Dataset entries

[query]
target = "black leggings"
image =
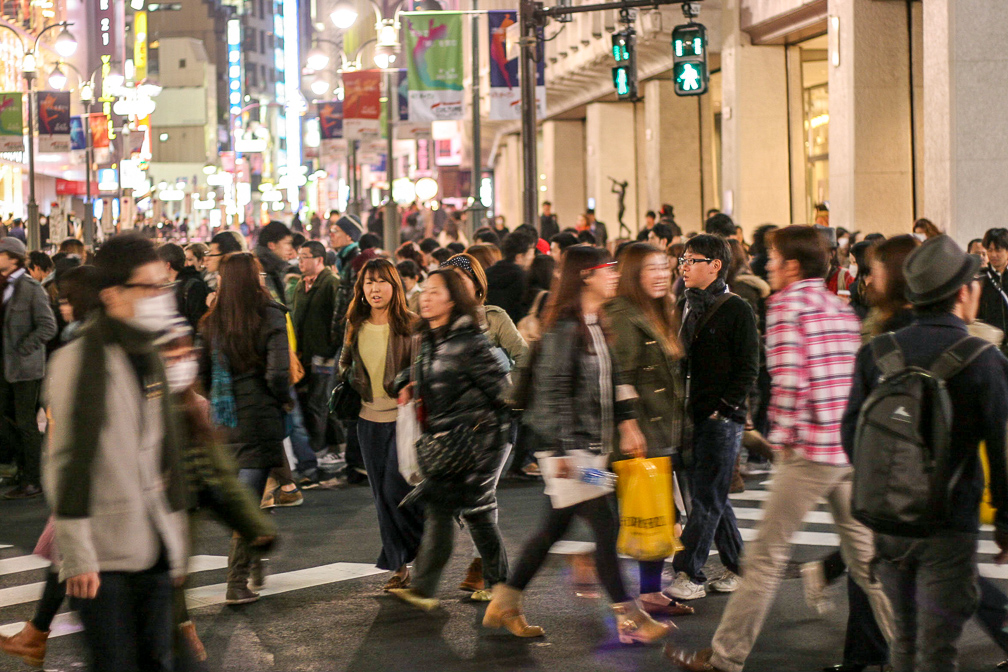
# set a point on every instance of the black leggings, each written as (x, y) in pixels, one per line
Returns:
(600, 515)
(50, 601)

▸ **Your task**: Reproduce the entries exactly. Do not carry over any picture.

▸ **Response to the exercise**:
[query]
target = "black leggings"
image =
# set a point on every instance of the black leggings, each written as (x, y) in pixels, one per line
Returns:
(600, 515)
(50, 601)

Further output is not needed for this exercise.